-- Your goal --
For this exercise, reproduce each entry below exactly, excluding pictures.

Collected data entries:
***

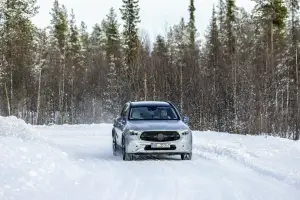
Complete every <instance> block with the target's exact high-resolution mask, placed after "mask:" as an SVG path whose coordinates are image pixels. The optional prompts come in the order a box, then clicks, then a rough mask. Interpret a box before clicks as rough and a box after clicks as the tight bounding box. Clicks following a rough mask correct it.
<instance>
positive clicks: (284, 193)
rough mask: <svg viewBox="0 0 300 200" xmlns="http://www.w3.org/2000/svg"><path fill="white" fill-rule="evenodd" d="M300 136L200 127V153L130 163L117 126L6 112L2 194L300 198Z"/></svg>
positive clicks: (33, 198) (127, 197)
mask: <svg viewBox="0 0 300 200" xmlns="http://www.w3.org/2000/svg"><path fill="white" fill-rule="evenodd" d="M299 197H300V142H294V141H290V140H286V139H279V138H273V137H268V138H265V137H252V136H237V135H229V134H225V133H224V134H220V133H214V132H194V157H193V160H191V161H181V160H180V159H179V157H166V158H160V159H145V158H141V159H139V160H137V161H131V162H124V161H122V159H121V157H120V156H118V157H114V156H113V155H112V151H111V125H107V124H100V125H77V126H68V125H65V126H51V127H47V126H38V127H33V126H30V125H27V124H25V123H24V122H23V121H21V120H17V119H16V118H14V117H10V118H3V117H0V200H53V199H55V200H110V199H111V200H113V199H114V200H115V199H117V200H125V199H126V200H127V199H128V200H129V199H130V200H154V199H155V200H160V199H162V200H166V199H170V200H181V199H184V200H194V199H195V200H250V199H251V200H299Z"/></svg>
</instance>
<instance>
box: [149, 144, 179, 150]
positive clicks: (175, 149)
mask: <svg viewBox="0 0 300 200" xmlns="http://www.w3.org/2000/svg"><path fill="white" fill-rule="evenodd" d="M144 150H146V151H151V150H160V151H161V150H176V146H175V145H171V146H170V148H153V147H151V145H146V146H145V148H144Z"/></svg>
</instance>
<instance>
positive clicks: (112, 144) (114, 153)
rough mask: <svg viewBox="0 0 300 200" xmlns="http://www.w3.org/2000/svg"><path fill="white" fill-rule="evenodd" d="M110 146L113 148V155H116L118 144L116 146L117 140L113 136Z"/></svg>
mask: <svg viewBox="0 0 300 200" xmlns="http://www.w3.org/2000/svg"><path fill="white" fill-rule="evenodd" d="M112 148H113V155H114V156H117V153H118V152H117V151H118V146H117V141H116V138H115V136H114V137H113V142H112Z"/></svg>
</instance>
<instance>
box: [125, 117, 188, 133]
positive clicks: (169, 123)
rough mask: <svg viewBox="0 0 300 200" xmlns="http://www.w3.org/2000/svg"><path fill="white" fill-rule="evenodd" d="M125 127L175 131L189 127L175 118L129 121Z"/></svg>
mask: <svg viewBox="0 0 300 200" xmlns="http://www.w3.org/2000/svg"><path fill="white" fill-rule="evenodd" d="M127 128H128V129H130V130H137V131H156V130H157V131H176V130H187V129H189V127H188V126H187V125H186V124H185V123H184V122H182V121H177V120H176V121H172V120H159V121H158V120H154V121H152V120H149V121H144V120H143V121H129V122H128V124H127Z"/></svg>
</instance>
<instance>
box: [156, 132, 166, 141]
mask: <svg viewBox="0 0 300 200" xmlns="http://www.w3.org/2000/svg"><path fill="white" fill-rule="evenodd" d="M157 139H158V140H159V141H163V140H164V139H165V137H164V134H162V133H160V134H158V135H157Z"/></svg>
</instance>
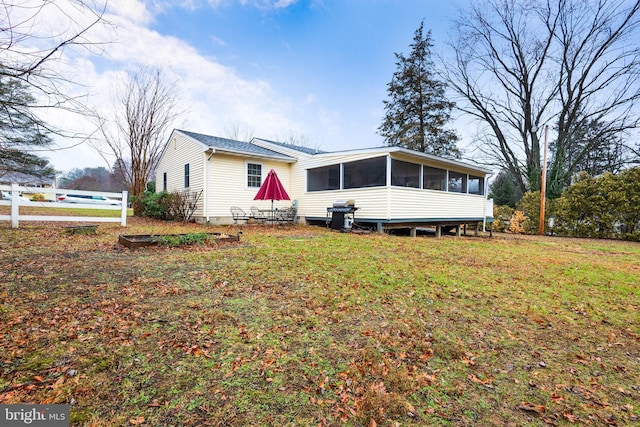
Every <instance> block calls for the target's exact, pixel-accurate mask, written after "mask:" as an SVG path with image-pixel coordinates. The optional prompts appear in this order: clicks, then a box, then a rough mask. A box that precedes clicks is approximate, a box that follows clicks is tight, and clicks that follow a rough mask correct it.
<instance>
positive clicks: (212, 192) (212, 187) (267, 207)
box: [208, 153, 291, 223]
mask: <svg viewBox="0 0 640 427" xmlns="http://www.w3.org/2000/svg"><path fill="white" fill-rule="evenodd" d="M208 163H209V164H208V198H209V216H210V218H209V219H210V221H212V222H219V223H229V222H232V218H231V213H230V211H229V209H230V207H231V206H238V207H240V208H242V209H243V210H245V211H246V212H247V213H248V212H249V210H250V208H251V206H257V207H258V208H260V209H268V208H271V201H269V200H253V198H254V197H255V195H256V194H257V193H258V188H253V187H248V186H247V174H246V164H247V163H258V164H261V165H262V181H264V179H265V178H266V177H267V174H268V173H269V171H270V170H271V169H274V170H275V171H276V173H277V174H278V178H279V179H280V181H281V182H282V185H283V186H284V188H285V189H286V190H287V193H288V194H289V195H290V196H291V191H290V190H291V168H290V166H289V164H287V163H280V162H274V161H268V160H264V159H260V158H248V157H239V156H231V155H226V154H218V153H216V154H214V155H213V156H212V157H211V159H210V160H209V162H208ZM290 205H291V202H290V201H288V200H282V201H274V207H288V206H290Z"/></svg>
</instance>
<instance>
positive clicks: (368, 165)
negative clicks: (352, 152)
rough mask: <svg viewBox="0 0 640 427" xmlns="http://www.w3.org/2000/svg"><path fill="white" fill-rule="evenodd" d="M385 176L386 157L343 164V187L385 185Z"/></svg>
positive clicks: (378, 185) (357, 186)
mask: <svg viewBox="0 0 640 427" xmlns="http://www.w3.org/2000/svg"><path fill="white" fill-rule="evenodd" d="M386 178H387V158H386V157H375V158H373V159H365V160H358V161H355V162H349V163H345V164H344V188H363V187H382V186H385V185H386V181H387V179H386Z"/></svg>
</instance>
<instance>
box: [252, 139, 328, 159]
mask: <svg viewBox="0 0 640 427" xmlns="http://www.w3.org/2000/svg"><path fill="white" fill-rule="evenodd" d="M254 140H258V141H263V142H266V143H269V144H273V145H276V146H280V147H282V148H286V149H288V150H294V151H299V152H301V153H304V154H309V155H314V154H323V153H326V151H321V150H318V149H317V148H309V147H303V146H301V145H295V144H286V143H284V142H278V141H271V140H269V139H264V138H254ZM252 141H253V140H252Z"/></svg>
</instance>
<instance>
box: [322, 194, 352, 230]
mask: <svg viewBox="0 0 640 427" xmlns="http://www.w3.org/2000/svg"><path fill="white" fill-rule="evenodd" d="M357 210H358V208H356V206H355V202H354V201H353V200H338V201H337V202H334V203H333V206H332V207H330V208H327V224H329V227H330V228H331V229H332V230H340V231H350V230H351V226H352V225H353V221H354V219H355V212H356V211H357ZM329 214H331V220H329Z"/></svg>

***

-- Solution to this problem --
Complete every <instance> block with the target's exact high-resolution mask, placed after "mask:" as an SVG path whose coordinates are image pixels. The optional prompts come in the order a box, then clicks, then a rough mask. Interpret a box before clicks as rough and a box after clicks as the tight bounding box. Clicks following a rough mask correct it.
<instance>
positive clicks: (284, 193)
rough mask: <svg viewBox="0 0 300 200" xmlns="http://www.w3.org/2000/svg"><path fill="white" fill-rule="evenodd" d="M300 136L200 127V153L130 163L117 126L6 112L2 194L300 198Z"/></svg>
positive clicks: (33, 198) (127, 197)
mask: <svg viewBox="0 0 300 200" xmlns="http://www.w3.org/2000/svg"><path fill="white" fill-rule="evenodd" d="M299 197H300V142H294V141H290V140H286V139H279V138H273V137H268V138H265V137H252V136H237V135H229V134H225V133H224V134H220V133H214V132H194V157H193V160H191V161H181V160H180V159H179V157H166V158H160V159H145V158H141V159H139V160H137V161H131V162H124V161H122V159H121V157H120V156H118V157H114V156H113V155H112V151H111V125H107V124H100V125H77V126H68V125H65V126H51V127H47V126H38V127H33V126H30V125H27V124H25V123H24V122H23V121H21V120H17V119H16V118H14V117H10V118H3V117H0V200H53V199H55V200H110V199H111V200H113V199H114V200H115V199H117V200H125V199H126V200H127V199H128V200H129V199H130V200H154V199H155V200H160V199H162V200H166V199H170V200H181V199H184V200H194V199H195V200H250V199H251V200H299Z"/></svg>
</instance>
<instance>
box: [149, 144, 179, 150]
positive clicks: (175, 149)
mask: <svg viewBox="0 0 300 200" xmlns="http://www.w3.org/2000/svg"><path fill="white" fill-rule="evenodd" d="M144 150H146V151H151V150H160V151H161V150H176V146H175V145H171V146H170V148H153V147H151V145H146V146H145V148H144Z"/></svg>
</instance>
<instance>
positive clicks: (112, 144) (114, 153)
rough mask: <svg viewBox="0 0 300 200" xmlns="http://www.w3.org/2000/svg"><path fill="white" fill-rule="evenodd" d="M110 146L113 148V155H116L118 144L116 146L117 140L113 136Z"/></svg>
mask: <svg viewBox="0 0 300 200" xmlns="http://www.w3.org/2000/svg"><path fill="white" fill-rule="evenodd" d="M112 148H113V155H114V156H117V153H118V152H117V151H118V146H117V141H116V138H115V136H114V137H113V142H112Z"/></svg>
</instance>
<instance>
box: [125, 117, 188, 133]
positive clicks: (169, 123)
rough mask: <svg viewBox="0 0 300 200" xmlns="http://www.w3.org/2000/svg"><path fill="white" fill-rule="evenodd" d="M125 127L175 131L189 127L175 118L129 121Z"/></svg>
mask: <svg viewBox="0 0 300 200" xmlns="http://www.w3.org/2000/svg"><path fill="white" fill-rule="evenodd" d="M127 128H128V129H130V130H137V131H156V130H157V131H176V130H187V129H189V127H188V126H187V125H186V124H185V123H184V122H182V121H177V120H176V121H172V120H159V121H158V120H154V121H152V120H149V121H144V120H143V121H129V122H128V124H127Z"/></svg>
</instance>
<instance>
box: [156, 132, 166, 141]
mask: <svg viewBox="0 0 300 200" xmlns="http://www.w3.org/2000/svg"><path fill="white" fill-rule="evenodd" d="M157 139H158V140H159V141H163V140H164V139H165V137H164V134H162V133H160V134H158V135H157Z"/></svg>
</instance>
Every <instance> block calls for the target's exact, pixel-accurate mask, written after "mask:" as an SVG path with image-pixel coordinates. The optional prompts appear in this order: clicks, then a box, then a rough mask. A box that precedes clicks is approximate, a box that follows clicks is tight, and clicks that follow a rough mask correct it.
<instance>
positive clicks: (212, 192) (212, 187) (267, 207)
box: [208, 153, 291, 223]
mask: <svg viewBox="0 0 640 427" xmlns="http://www.w3.org/2000/svg"><path fill="white" fill-rule="evenodd" d="M208 163H209V164H208V198H209V216H210V218H209V219H210V221H212V222H219V223H229V222H232V218H231V213H230V211H229V209H230V207H231V206H238V207H240V208H242V209H243V210H245V211H246V212H247V213H248V212H249V210H250V208H251V206H257V207H258V208H260V209H268V208H271V201H269V200H253V198H254V197H255V195H256V194H257V193H258V188H253V187H248V186H247V174H246V164H247V163H258V164H261V165H262V181H264V179H265V178H266V177H267V174H268V173H269V171H270V170H271V169H274V170H275V171H276V173H277V174H278V178H279V179H280V181H281V182H282V185H283V186H284V188H285V189H286V190H287V193H288V194H289V195H290V196H291V191H290V190H291V168H290V166H289V164H287V163H280V162H274V161H268V160H264V159H260V158H248V157H239V156H231V155H226V154H218V153H216V154H214V155H213V156H212V157H211V159H210V160H209V162H208ZM290 205H291V202H290V201H288V200H282V201H274V207H288V206H290Z"/></svg>
</instance>
<instance>
positive clicks: (368, 165)
negative clicks: (352, 152)
rough mask: <svg viewBox="0 0 640 427" xmlns="http://www.w3.org/2000/svg"><path fill="white" fill-rule="evenodd" d="M385 176L386 157L343 164V187L385 185Z"/></svg>
positive clicks: (378, 185) (357, 186)
mask: <svg viewBox="0 0 640 427" xmlns="http://www.w3.org/2000/svg"><path fill="white" fill-rule="evenodd" d="M386 178H387V158H386V157H375V158H373V159H365V160H358V161H355V162H349V163H345V164H344V188H363V187H382V186H385V185H386V181H387V179H386Z"/></svg>
</instance>
<instance>
box: [252, 139, 328, 159]
mask: <svg viewBox="0 0 640 427" xmlns="http://www.w3.org/2000/svg"><path fill="white" fill-rule="evenodd" d="M254 140H258V141H263V142H266V143H269V144H273V145H276V146H280V147H282V148H286V149H288V150H294V151H299V152H301V153H304V154H309V155H314V154H323V153H326V151H321V150H318V149H317V148H309V147H303V146H301V145H295V144H286V143H284V142H278V141H271V140H269V139H264V138H254ZM252 141H253V140H252Z"/></svg>
</instance>
<instance>
box: [322, 194, 352, 230]
mask: <svg viewBox="0 0 640 427" xmlns="http://www.w3.org/2000/svg"><path fill="white" fill-rule="evenodd" d="M357 210H358V208H356V206H355V202H354V201H353V200H338V201H337V202H334V203H333V206H332V207H330V208H327V224H329V227H330V228H331V229H332V230H340V231H350V230H351V226H352V225H353V221H354V219H355V212H356V211H357ZM329 214H331V220H329Z"/></svg>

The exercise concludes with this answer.